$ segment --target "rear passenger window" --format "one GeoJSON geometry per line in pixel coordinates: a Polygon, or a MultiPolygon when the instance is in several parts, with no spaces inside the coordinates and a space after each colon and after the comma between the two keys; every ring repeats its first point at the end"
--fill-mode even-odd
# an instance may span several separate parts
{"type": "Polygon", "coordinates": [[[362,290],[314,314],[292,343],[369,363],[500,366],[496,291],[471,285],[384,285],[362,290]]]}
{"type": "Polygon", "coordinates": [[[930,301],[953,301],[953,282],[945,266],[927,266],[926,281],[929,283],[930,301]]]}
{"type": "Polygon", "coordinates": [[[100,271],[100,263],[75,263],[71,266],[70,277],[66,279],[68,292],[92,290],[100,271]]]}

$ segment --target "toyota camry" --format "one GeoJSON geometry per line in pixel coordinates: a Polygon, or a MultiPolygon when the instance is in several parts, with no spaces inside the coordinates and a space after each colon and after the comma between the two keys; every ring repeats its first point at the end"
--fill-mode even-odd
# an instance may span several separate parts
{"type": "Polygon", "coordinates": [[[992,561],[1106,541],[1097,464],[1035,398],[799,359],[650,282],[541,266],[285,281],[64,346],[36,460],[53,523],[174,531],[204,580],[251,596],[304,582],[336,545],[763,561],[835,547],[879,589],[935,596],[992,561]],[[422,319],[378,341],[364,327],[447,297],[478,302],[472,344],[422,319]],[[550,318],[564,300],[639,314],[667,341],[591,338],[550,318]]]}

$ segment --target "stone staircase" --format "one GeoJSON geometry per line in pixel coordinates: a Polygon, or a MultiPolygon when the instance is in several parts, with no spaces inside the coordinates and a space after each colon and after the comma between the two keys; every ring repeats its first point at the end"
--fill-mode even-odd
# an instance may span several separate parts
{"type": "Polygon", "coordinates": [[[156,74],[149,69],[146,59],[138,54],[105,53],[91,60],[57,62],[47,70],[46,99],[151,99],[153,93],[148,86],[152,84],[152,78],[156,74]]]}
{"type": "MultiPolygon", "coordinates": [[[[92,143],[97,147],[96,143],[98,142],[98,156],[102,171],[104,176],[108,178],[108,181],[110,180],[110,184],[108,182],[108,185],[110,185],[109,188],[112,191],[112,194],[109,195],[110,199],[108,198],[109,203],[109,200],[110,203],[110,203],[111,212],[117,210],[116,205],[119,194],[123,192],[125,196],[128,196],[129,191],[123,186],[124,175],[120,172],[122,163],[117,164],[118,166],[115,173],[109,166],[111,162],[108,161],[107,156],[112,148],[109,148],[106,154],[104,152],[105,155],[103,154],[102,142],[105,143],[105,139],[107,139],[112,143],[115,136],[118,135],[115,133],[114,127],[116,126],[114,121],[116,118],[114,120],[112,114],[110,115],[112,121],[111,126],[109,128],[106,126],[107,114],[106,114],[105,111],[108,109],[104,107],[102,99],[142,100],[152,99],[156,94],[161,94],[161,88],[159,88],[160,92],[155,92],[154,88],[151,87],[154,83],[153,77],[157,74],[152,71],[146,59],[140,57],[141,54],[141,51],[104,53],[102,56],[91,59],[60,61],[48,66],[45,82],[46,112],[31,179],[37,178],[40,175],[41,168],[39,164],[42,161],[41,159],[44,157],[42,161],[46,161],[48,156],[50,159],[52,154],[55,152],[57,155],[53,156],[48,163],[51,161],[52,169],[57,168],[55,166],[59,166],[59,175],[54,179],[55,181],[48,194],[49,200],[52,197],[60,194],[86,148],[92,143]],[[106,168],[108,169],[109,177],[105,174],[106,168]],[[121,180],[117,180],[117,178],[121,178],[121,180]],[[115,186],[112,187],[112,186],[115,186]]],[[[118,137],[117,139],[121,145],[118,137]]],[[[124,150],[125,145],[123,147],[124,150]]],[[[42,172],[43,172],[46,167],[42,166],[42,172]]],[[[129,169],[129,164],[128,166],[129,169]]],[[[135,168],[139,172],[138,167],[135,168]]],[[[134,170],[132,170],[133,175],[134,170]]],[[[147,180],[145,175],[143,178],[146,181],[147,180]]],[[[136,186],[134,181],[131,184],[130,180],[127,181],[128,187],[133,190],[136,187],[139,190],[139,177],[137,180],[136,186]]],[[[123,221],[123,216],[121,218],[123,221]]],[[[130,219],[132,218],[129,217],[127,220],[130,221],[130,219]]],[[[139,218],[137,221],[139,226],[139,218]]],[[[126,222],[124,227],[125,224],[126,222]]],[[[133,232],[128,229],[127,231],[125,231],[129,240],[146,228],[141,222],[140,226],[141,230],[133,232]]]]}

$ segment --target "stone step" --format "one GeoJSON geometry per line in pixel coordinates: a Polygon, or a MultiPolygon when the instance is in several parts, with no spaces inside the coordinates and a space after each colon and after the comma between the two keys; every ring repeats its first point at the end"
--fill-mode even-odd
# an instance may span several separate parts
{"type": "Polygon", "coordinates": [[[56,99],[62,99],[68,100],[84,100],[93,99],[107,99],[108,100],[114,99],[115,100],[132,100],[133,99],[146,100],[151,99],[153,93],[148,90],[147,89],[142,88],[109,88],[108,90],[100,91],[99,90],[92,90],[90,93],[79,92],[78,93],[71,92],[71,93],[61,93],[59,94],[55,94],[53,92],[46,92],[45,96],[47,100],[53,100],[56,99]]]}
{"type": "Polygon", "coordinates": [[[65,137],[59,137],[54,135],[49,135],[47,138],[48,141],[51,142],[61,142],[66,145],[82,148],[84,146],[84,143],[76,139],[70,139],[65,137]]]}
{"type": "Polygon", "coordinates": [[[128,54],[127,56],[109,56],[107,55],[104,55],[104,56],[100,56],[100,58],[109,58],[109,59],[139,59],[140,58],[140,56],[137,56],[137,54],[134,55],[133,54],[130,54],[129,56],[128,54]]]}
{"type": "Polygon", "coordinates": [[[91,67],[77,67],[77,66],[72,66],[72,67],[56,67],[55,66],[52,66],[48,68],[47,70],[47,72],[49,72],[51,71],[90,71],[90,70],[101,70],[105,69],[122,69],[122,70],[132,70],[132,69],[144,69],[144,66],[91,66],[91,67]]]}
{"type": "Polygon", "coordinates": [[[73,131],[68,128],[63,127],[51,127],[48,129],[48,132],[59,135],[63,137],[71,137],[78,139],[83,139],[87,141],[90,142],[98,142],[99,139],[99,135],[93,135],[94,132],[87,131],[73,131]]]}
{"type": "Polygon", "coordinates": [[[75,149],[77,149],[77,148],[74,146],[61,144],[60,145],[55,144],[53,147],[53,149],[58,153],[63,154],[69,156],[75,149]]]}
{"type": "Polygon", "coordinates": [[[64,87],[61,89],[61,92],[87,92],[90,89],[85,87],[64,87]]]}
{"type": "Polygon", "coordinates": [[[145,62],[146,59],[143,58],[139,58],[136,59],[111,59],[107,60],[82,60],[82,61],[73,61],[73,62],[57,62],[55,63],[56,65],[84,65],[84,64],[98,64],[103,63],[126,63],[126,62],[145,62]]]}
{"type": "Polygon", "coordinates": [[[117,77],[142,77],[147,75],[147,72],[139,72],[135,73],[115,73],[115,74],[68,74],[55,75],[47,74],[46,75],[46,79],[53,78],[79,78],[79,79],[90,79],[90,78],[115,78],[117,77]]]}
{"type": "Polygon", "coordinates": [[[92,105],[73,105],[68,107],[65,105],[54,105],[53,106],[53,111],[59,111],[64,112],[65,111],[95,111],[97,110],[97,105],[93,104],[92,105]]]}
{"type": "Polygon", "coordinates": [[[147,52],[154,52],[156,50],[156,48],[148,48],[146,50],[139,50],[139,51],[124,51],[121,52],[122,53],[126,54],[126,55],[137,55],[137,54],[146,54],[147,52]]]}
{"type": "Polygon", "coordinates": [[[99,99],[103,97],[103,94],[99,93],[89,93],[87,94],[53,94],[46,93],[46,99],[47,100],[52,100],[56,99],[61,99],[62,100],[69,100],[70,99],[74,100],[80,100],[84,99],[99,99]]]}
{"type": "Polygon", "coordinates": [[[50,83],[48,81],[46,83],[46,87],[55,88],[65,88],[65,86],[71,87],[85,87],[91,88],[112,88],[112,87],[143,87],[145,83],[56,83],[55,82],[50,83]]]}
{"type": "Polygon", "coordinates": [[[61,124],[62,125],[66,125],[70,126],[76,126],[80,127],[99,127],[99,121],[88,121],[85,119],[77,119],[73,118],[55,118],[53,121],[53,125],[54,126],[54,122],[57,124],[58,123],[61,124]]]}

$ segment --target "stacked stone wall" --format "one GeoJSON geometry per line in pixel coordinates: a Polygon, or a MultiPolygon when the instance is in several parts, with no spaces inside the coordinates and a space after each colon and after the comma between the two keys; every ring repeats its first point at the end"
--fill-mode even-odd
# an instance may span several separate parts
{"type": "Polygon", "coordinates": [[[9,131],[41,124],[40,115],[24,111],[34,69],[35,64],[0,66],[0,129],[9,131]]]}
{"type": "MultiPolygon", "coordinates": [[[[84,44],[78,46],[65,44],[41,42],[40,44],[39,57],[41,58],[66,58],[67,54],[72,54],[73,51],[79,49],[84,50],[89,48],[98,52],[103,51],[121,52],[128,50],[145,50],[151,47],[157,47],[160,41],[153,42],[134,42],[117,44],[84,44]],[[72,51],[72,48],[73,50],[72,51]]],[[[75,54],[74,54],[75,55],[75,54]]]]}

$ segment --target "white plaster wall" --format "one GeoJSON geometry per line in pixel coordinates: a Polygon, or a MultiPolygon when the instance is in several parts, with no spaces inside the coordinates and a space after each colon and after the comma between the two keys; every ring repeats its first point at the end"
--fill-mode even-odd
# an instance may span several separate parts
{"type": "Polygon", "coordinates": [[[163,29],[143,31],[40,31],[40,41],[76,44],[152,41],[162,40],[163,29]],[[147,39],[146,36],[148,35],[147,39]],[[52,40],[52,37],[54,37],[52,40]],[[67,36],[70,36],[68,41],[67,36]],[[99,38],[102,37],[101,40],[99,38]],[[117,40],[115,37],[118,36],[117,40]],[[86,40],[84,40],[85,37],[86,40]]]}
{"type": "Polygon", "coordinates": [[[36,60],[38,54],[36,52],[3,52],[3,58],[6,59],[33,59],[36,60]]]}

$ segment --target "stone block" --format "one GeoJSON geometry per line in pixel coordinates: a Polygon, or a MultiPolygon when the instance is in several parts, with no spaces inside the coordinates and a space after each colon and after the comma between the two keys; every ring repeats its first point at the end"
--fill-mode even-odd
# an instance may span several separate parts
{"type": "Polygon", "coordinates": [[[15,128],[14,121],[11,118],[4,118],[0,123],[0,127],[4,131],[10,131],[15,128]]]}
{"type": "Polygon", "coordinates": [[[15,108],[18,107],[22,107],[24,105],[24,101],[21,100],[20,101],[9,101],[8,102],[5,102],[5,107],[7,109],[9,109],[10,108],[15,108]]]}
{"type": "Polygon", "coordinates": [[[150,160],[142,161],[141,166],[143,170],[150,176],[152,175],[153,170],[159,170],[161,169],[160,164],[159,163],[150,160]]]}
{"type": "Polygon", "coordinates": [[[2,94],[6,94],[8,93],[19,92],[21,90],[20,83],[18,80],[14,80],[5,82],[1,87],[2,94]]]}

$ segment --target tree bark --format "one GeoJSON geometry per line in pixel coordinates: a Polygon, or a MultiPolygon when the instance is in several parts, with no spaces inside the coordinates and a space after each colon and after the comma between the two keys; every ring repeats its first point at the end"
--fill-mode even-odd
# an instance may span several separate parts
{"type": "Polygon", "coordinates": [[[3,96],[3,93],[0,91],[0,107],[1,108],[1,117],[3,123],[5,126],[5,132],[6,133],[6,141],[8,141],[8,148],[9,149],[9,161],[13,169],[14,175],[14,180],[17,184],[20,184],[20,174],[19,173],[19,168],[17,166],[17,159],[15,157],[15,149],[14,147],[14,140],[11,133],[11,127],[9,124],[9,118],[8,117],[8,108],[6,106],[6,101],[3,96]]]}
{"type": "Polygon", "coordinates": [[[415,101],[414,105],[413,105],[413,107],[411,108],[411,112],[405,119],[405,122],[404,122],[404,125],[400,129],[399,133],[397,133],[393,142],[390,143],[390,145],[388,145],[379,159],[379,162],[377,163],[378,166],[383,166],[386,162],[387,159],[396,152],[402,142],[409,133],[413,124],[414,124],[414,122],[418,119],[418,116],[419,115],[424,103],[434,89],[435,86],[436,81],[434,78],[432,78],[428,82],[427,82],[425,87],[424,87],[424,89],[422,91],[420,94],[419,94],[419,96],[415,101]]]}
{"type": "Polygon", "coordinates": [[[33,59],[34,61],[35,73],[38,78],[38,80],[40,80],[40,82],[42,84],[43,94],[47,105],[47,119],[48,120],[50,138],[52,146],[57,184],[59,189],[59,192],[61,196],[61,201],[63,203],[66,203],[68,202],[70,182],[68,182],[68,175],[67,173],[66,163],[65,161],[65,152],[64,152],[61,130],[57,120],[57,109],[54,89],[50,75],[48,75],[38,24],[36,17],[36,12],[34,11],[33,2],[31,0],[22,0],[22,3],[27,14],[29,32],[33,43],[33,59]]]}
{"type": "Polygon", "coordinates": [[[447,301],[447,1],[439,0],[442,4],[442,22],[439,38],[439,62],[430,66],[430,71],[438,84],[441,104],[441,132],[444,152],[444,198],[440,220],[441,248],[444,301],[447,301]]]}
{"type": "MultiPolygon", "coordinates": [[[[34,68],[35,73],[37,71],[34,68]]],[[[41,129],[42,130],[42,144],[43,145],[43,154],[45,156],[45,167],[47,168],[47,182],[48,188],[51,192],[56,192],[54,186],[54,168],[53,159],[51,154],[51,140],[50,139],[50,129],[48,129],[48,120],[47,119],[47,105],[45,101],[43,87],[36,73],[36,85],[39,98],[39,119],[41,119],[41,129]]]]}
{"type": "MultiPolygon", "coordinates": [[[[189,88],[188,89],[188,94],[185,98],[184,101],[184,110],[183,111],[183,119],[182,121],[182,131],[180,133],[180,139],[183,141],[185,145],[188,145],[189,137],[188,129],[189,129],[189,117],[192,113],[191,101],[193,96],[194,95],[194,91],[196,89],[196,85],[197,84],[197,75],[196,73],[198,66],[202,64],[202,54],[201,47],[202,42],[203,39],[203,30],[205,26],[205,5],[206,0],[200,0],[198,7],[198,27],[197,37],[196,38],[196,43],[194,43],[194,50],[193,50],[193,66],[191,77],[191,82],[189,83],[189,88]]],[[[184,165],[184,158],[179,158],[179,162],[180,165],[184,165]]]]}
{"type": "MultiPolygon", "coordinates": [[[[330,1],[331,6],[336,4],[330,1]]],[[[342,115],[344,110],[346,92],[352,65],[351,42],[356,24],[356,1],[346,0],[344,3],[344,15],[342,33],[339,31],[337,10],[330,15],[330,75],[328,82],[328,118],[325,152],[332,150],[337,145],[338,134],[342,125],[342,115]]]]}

------

# DIRECTION
Identify every line in the listing that contains the string "wall", treating uppercase and lowercase as different, and copy each such line in full.

# COMPLETED TASK
$ segment --target "stacked stone wall" --format "one GeoJSON geometry per line in pixel coordinates: a Polygon, or a MultiPolygon when the instance is in several parts, with no spaces inside the coordinates and a space after each colon and after the comma between the two keys; every ring repeats its first point at the end"
$ segment --target "white plaster wall" --format "one GeoJSON geometry per line in pixel coordinates: a Polygon, or a MultiPolygon when the instance is in several parts, with no spaces inside the coordinates and a space after each colon and after the comma between the two keys; every ring repeats its first point at the end"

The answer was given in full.